» TEXTO PARA LEITURA
□ □ □ □ □ □ □

Menez
10 de março a 2 de outubro de 2022
Curadoria: Catarina Alfaro
O percurso vivencial de Menez (Lisboa, 1926-1995), a sua
afirmação enquanto pintora e o reconhecimento artístico que
alcançou em Portugal são um tanto invulgares. Tendo saído do país
com apenas dois anos por circunstâncias familiares, viveu em
diversas cidades do mundo, tendo a maior parte do seu percurso
escolar decorrido na Suíça. Regressa a Portugal com vinte anos, ao
que se segue uma estadia de dois anos nos EUA, especificamente em
Washington, D.C. Apesar de ter começado a pintar aos treze anos,
sem qualquer treino académico, Menez só faz da pintura uma ocupação
regular aos vinte e seis anos. A sua formação autodidata não é um
obstáculo para uma carreira de mais de 40 anos de prática artística
- não exclusivamente dedicada à pintura, tendo também executado
trabalhos de desenho, gravura, cerâmica, azulejo e tapeçaria - que
se consolida através das frequentes exposições individuais e
coletivas, bem acolhidas pela crítica de arte e por algumas das
mais notáveis personalidades da literatura. A recepção favorável da
sua obra é confirmada pela presença de trabalhos de sua autoria
tanto nas grandes coleções institucionais portuguesas (como serão
as do Millennium BCP e da Caixa Geral de Depósitos) como em
coleções privadas.
A originalidade e o difícil enquadramento estilístico da sua
pintura muito se devem à sua compreensão desta disciplina como um
processo de afirmação pessoal, capaz de transmitir a sua visão do
mundo.
Em 1954, expôs pela primeira vez um conjunto de guaches na
Galeria de Março. Essas obras são reveladoras do domínio dessa
técnica e integram aspetos formais e de composição que privilegiam
os valores lumínicos enquanto coordenadas determinantes na
construção do espaço - executado a partir de um jogo de ocultação e
revelação entre interior e exterior, entre abstração e figuração -
que permanecerão e definirão a sua obra. Os trabalhos do final da
década de 1960 acusam já, após a sua passagem por Londres (1964-65
e 1969) como bolseira da Fundação Gulbenkian, uma nova linha de
exploração figurativa, de maior definição formal. O desenvolvimento
da sua pintura nos anos 1970 é uma continuação desta "fantasia
formal", que imprime às suas obras uma densa e cada vez mais
intrincada volumetria cromática, onde se conjugam elementos
figurativos entre as formas abstratas, numa ambiguidade
inusitada.

□ □ □ □ □ □ □

» TAREFAS A REALIZAR
[1] Reproduza as entradas desde a linha que contém "Target: sandy foreground" até ao final das entradas, substituindo "white building" por "stone house" e mantendo tudo o resto inalterado.
[2] Dê continuidade ao texto sobre a pintora Menez a partir do ponto em que termina.

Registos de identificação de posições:
□ □ □ □ □ □ □

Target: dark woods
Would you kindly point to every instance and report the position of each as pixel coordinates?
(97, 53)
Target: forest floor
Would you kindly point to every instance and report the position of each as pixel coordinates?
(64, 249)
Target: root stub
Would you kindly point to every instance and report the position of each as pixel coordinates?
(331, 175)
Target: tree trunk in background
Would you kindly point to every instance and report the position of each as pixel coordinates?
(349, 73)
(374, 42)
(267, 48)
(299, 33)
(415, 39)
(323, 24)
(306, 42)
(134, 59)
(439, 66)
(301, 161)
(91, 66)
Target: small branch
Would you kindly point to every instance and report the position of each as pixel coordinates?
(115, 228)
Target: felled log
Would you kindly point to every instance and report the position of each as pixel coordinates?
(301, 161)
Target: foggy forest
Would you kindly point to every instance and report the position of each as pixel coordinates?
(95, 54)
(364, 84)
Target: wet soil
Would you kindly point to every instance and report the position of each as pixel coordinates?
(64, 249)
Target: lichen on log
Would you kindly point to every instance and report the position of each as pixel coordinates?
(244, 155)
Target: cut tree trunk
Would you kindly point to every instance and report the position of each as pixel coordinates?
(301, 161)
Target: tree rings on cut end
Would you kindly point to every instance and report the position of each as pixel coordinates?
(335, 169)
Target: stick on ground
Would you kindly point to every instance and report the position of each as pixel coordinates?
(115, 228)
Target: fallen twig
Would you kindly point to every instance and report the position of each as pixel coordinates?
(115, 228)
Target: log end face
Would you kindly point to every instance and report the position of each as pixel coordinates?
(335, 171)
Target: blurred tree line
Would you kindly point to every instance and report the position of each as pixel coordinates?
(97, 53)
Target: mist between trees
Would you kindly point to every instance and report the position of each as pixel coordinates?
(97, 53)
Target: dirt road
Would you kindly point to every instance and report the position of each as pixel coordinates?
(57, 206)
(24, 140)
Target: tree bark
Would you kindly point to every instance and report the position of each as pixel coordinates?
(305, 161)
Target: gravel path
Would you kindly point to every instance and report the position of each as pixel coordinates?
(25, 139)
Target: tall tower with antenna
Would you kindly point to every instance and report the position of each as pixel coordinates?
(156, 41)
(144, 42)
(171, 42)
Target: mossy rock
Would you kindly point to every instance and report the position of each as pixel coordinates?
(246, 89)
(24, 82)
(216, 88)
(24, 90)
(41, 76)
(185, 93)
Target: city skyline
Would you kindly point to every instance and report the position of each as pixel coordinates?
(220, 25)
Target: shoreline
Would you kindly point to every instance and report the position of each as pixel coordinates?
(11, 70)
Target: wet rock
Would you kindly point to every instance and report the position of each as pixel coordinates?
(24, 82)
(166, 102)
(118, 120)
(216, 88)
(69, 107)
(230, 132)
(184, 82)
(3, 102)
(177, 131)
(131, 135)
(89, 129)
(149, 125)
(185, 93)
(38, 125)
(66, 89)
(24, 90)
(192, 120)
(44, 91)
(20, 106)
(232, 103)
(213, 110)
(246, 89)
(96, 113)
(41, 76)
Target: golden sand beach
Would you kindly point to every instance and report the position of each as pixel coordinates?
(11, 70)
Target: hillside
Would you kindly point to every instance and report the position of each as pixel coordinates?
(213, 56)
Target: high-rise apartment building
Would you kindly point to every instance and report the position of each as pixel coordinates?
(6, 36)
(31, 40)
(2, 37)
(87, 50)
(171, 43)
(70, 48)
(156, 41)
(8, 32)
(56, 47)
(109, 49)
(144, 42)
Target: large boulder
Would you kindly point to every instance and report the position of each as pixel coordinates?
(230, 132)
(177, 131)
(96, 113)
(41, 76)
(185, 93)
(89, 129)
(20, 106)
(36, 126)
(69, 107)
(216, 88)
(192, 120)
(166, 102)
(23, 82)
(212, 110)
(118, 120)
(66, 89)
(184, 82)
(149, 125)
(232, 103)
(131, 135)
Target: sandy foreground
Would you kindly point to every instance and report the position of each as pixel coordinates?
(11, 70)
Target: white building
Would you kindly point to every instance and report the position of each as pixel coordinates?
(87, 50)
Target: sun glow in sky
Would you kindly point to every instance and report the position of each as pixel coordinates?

□ □ □ □ □ □ □

» RESPOSTAS
[1]
Target: sandy foreground
Would you kindly point to every instance and report the position of each as pixel coordinates?
(11, 70)
Target: stone house
Would you kindly point to every instance and report the position of each as pixel coordinates?
(87, 50)
Target: sun glow in sky
Would you kindly point to every instance and report the position of each as pixel coordinates?

[2]
Essa ambivalência é ultrapassada quando, já em meados dos anos
de 1980, em coerência com a evolução prévia do seu trabalho, Menez
distingue e torna visíveis figuras que ocupam um espaço na pintura
cenograficamente transformado. São cenas de interior, e grande
parte delas de ateliers, mas também de jardins, espaços sempre
fechados que comunicam invariavelmente com o exterior. Estas
pinturas de ateliers são o seu modo de "pintar a pintura".
Estranhamente familiares por parecerem tão próximas da realidade do
seu ambiente de trabalho - onde se encontram os potes de cerâmica
repletos de pincéis, os cavaletes, os livros abertos, as várias
telas em diferentes fases de execução -, estas obras são projeções
do seu imaginário, extensões topográficas do seu modo de "habitar"
o espaço dentro e fora da pintura. Recorrendo aos procedimentos
clássicos desta disciplina (tratamento da luz, recurso à perspetiva
na organização espacial), o seu espaço de trabalho transfigura-se
nas relações de ambiguidade que estabelece entre interior e
exterior. O atelier abre-se para o espaço exterior - um jardim ou a
janela que concentra o rio Tejo - através de espaços intermédios,
salas que se fragmentam em sequência, ou pelo efeito
desmultiplicador dos espelhos ou dos quadros dentro do quadro.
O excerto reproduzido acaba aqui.